• [Excerpted text]
Start of Block
This, I’m sure you’ll agree, sounds fucking horrifying. I couldn’t get through watching Hostel when it came out, so the idea of being trapped in a theatre with some dead body pointing into the crowd sounds like an absolute nightmare.



Ure became obsessed with reanimating a person, and thanks to the Murder Act of 1751, which allowed the corpses of executed murders to be used for experiments as an extra punishment; their bodies would not be laid to rest in a peaceful graveyard after a service and would instead be cut up, poked, prodded and electrified in the name of science.

When the electricity was sent through the prisoner’s fresh corpse, the chest heaved, which Ure described as ‘truly wonderful’. He also noted that “a violent shuddering from the cold” and that the fingers “moved nimbly, like those of a violin performer...Every muscle in his countenance was simultaneously thrown into fearful action; rage, horror, despair, anguish, and ghastly smiles, united their hideous expression in the murderer’s face, surpassing far the wildest representations of a Fuseli or a Kean...At this period several of the spectators were forced to leave the apartment from terror or sickness, and one gentleman fainted.”
End of Block
• [Assignment A]
Decide whether each statement below agrees with the text about Ure's experiments on corpses. For each, answer yes or no and quote the words of the text that decide it.
(i) The Murder Act of 1751 allowed the bodies of executed murderers to be used for experiments.
(ii) Ure called the heaving of the corpse's chest frightening.
(iii) All of the spectators stayed in the room until the experiment was over.
• [Assignment B]
Carry on the text about Ure's experiments on corpses, beginning right after its final sentence.

• [Provided records]
Start of Block
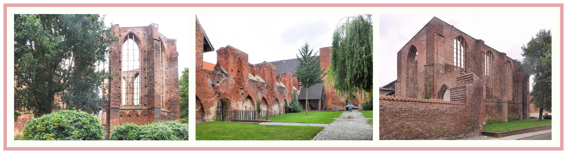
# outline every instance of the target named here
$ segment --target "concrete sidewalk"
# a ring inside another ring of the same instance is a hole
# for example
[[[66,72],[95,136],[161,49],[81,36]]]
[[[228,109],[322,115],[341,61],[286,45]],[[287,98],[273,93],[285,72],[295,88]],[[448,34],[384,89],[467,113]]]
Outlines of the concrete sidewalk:
[[[493,138],[488,140],[520,140],[530,137],[533,137],[538,135],[545,134],[548,133],[551,133],[551,130],[542,130],[536,132],[524,133],[522,134],[514,135],[512,136],[508,136],[503,138]]]

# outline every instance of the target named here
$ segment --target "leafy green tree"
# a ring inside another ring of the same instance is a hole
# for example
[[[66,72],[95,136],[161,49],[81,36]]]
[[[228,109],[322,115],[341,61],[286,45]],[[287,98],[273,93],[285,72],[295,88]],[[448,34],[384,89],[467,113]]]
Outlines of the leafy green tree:
[[[534,109],[539,109],[541,121],[544,110],[551,112],[551,31],[540,30],[535,38],[532,37],[522,47],[522,51],[525,58],[520,67],[526,71],[526,77],[534,76],[530,103]]]
[[[179,122],[189,122],[189,68],[185,67],[179,78]]]
[[[305,115],[307,116],[307,110],[309,110],[309,103],[307,99],[309,96],[307,88],[315,84],[323,83],[323,77],[325,76],[325,74],[321,73],[325,70],[321,70],[321,66],[319,63],[319,56],[315,56],[318,52],[314,54],[313,49],[309,50],[309,44],[307,42],[298,50],[299,51],[302,58],[299,58],[299,55],[295,54],[299,61],[299,63],[295,67],[295,75],[297,80],[299,82],[299,85],[305,87]]]
[[[335,29],[327,79],[341,96],[363,92],[371,96],[373,37],[371,14],[347,17]]]
[[[36,117],[67,106],[98,113],[103,102],[96,92],[107,72],[95,70],[105,61],[111,36],[96,14],[14,15],[15,119],[33,111]],[[70,88],[70,87],[73,88]],[[69,93],[63,93],[69,92]],[[96,109],[95,109],[96,108]]]

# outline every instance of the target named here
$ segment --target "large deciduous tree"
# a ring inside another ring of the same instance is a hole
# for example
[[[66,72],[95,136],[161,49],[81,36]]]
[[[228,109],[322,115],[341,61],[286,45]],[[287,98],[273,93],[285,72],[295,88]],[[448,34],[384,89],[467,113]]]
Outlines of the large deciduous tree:
[[[91,14],[14,15],[14,116],[35,117],[61,106],[94,113],[104,102],[98,88],[108,73],[105,61],[112,38],[104,17]],[[56,97],[60,99],[56,99]]]
[[[299,63],[295,67],[295,76],[297,80],[299,82],[299,85],[305,88],[305,115],[308,115],[309,93],[307,89],[315,84],[323,83],[323,77],[325,76],[325,74],[321,75],[321,73],[325,70],[321,70],[321,66],[319,62],[319,56],[315,55],[318,52],[314,54],[312,49],[309,50],[309,44],[307,42],[305,42],[305,44],[298,50],[299,51],[301,58],[299,58],[299,55],[295,54],[299,61]]]
[[[189,68],[185,67],[179,78],[179,122],[189,122]]]
[[[341,96],[372,93],[372,15],[346,18],[333,33],[328,80]]]
[[[551,31],[541,29],[528,44],[522,47],[524,59],[522,68],[526,75],[534,75],[532,97],[530,102],[539,109],[539,120],[543,110],[551,112]]]

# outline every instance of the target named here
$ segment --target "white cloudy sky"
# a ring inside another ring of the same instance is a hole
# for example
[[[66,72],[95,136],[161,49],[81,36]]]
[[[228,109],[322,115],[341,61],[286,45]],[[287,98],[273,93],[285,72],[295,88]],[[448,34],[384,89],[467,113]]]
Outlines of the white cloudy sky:
[[[380,66],[380,87],[396,79],[397,52],[433,16],[518,60],[523,58],[520,48],[552,24],[551,16],[543,14],[380,14],[379,56],[375,58]]]
[[[188,56],[194,56],[191,54],[194,53],[194,49],[191,51],[189,49],[189,20],[188,15],[107,14],[104,18],[107,26],[110,26],[111,23],[120,24],[121,27],[147,26],[152,23],[155,23],[159,26],[160,33],[168,38],[177,39],[180,77],[184,68],[189,67],[191,62],[186,60]]]
[[[197,14],[215,50],[230,45],[248,54],[248,62],[259,63],[296,58],[306,41],[314,52],[331,46],[333,32],[346,15]],[[344,20],[343,20],[344,22]],[[216,52],[204,54],[215,64]]]

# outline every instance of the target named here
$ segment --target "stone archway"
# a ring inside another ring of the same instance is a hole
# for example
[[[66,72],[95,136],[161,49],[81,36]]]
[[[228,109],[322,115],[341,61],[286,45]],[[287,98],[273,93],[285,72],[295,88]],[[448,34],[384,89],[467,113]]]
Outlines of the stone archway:
[[[274,102],[274,105],[272,106],[272,113],[273,113],[273,115],[278,115],[280,114],[280,100],[278,100],[277,99],[276,99],[276,101]]]
[[[195,123],[201,123],[204,121],[205,109],[201,102],[201,99],[195,96]]]

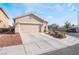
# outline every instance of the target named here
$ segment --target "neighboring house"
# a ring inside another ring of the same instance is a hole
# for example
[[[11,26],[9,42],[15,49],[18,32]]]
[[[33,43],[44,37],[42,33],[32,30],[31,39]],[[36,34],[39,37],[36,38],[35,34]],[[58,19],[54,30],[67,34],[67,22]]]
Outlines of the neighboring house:
[[[0,8],[0,32],[2,32],[4,29],[8,29],[9,25],[9,17],[4,12],[4,10]]]
[[[48,32],[48,22],[38,17],[34,13],[29,13],[24,16],[15,17],[15,32],[19,33],[38,33]]]

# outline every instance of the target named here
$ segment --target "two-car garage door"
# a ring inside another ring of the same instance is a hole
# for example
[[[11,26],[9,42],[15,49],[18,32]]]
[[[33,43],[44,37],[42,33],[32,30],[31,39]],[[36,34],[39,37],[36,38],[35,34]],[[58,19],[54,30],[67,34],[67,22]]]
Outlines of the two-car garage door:
[[[38,33],[41,31],[41,26],[38,24],[20,24],[21,33]]]

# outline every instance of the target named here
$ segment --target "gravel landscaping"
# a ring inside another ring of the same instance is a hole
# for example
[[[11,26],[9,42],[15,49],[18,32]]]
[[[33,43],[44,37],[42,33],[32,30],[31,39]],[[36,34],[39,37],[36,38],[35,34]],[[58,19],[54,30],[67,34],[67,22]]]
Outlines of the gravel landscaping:
[[[19,34],[0,34],[0,47],[22,44]]]

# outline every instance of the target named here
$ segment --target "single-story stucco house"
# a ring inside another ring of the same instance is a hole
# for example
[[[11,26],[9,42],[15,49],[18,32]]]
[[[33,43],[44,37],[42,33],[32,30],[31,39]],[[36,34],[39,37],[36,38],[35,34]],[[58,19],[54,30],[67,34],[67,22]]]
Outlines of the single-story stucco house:
[[[48,22],[34,13],[15,17],[14,27],[16,33],[48,32]]]
[[[4,12],[4,10],[0,8],[0,32],[2,32],[4,29],[8,29],[9,26],[9,17]]]

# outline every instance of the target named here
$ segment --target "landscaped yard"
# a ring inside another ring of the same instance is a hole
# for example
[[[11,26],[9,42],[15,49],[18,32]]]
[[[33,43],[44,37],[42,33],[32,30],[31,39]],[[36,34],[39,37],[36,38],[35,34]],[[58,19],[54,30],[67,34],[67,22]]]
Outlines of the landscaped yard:
[[[0,47],[22,44],[19,34],[0,34]]]

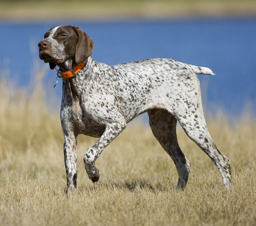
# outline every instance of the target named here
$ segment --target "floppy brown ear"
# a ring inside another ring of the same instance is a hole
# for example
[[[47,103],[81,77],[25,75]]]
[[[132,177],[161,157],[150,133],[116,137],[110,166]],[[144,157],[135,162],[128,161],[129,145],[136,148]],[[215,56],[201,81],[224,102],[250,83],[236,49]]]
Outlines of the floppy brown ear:
[[[77,63],[89,57],[93,51],[94,43],[89,36],[79,27],[73,27],[78,37],[75,59]]]

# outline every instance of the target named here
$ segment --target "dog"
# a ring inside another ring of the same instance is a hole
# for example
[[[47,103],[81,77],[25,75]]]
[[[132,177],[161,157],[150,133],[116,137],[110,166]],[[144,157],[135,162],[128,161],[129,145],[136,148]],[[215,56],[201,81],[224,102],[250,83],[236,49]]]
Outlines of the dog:
[[[80,28],[70,25],[53,28],[38,44],[40,59],[49,63],[51,69],[58,66],[57,75],[63,78],[60,114],[66,194],[76,189],[78,134],[99,137],[83,159],[94,182],[99,179],[95,161],[101,152],[128,122],[144,112],[148,114],[154,135],[176,165],[177,189],[185,187],[191,164],[178,144],[177,121],[211,159],[223,185],[228,186],[232,180],[229,161],[207,130],[196,75],[214,74],[212,70],[165,58],[110,66],[91,57],[94,45]]]

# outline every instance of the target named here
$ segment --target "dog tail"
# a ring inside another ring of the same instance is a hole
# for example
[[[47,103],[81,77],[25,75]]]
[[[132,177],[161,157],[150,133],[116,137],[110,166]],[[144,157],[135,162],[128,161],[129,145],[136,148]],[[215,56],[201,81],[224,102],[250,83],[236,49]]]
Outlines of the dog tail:
[[[190,68],[193,72],[195,74],[199,75],[213,75],[215,74],[214,74],[212,70],[208,68],[204,67],[198,67],[190,65]]]

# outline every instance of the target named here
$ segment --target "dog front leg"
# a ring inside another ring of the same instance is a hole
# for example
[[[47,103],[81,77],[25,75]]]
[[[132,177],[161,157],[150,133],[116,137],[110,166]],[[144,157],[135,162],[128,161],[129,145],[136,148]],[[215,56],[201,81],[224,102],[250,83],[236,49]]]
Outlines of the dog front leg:
[[[72,189],[77,188],[77,152],[76,140],[75,138],[65,138],[63,150],[66,173],[67,176],[67,190],[68,195]]]
[[[89,178],[93,182],[100,178],[99,170],[95,166],[95,161],[101,153],[111,141],[123,130],[126,126],[124,120],[122,123],[113,123],[106,127],[102,136],[92,147],[88,148],[84,156],[85,168]]]

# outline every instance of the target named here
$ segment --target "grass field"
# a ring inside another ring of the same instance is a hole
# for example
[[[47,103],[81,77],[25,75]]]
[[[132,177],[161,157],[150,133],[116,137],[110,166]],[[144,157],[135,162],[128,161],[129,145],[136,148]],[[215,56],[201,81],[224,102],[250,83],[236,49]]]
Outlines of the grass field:
[[[255,0],[0,0],[0,21],[18,22],[256,15]]]
[[[67,197],[59,113],[44,101],[43,76],[35,75],[38,82],[29,94],[0,76],[1,225],[255,225],[255,118],[246,114],[230,125],[228,115],[208,117],[213,140],[231,161],[229,189],[178,126],[192,168],[187,187],[176,191],[174,164],[138,120],[97,160],[101,178],[94,184],[83,157],[96,139],[78,137],[78,188]]]

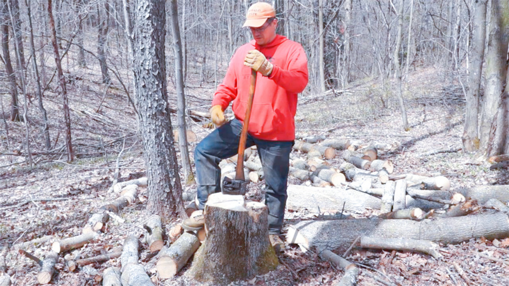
End of Block
• [Expected output A]
(i) Yes: "which allowed the corpses of executed murders to be used for experiments as an extra punishment"
(ii) No: "the chest heaved, which Ure described as ‘truly wonderful’"
(iii) No: "several of the spectators were forced to leave the apartment from terror or sickness, and one gentleman fainted."

• [Expected output B]
After the hour-long performance, crowds (presumably a little freaked out or in the very least nauseous) filed out of the theatre and Ure concluded that although reanimation may be possible, it would not be celebrated because it would be a crime that he brought back to life.


Despite their popularity, there were no new discoveries or particularly useful data that came from these performances, and eventually, they fell out of fashion as they were deemed ‘satanic’ and ‘evil’.


The only really benefit to us today was that those experiments paved the way for the defibrillators that we see used to restart the heart used in modern medicine, but as for reanimating anything, science is (thankfully) still a long way away from making dead things live again without debilitating disabilities brought on my brain damage. Bit of a shame really if you’re one of those who have invested into getting your head cryogenically frozen when you die - I’m afraid your nut is gonna be sitting floating in a jar in a cupboard for a good few years yet.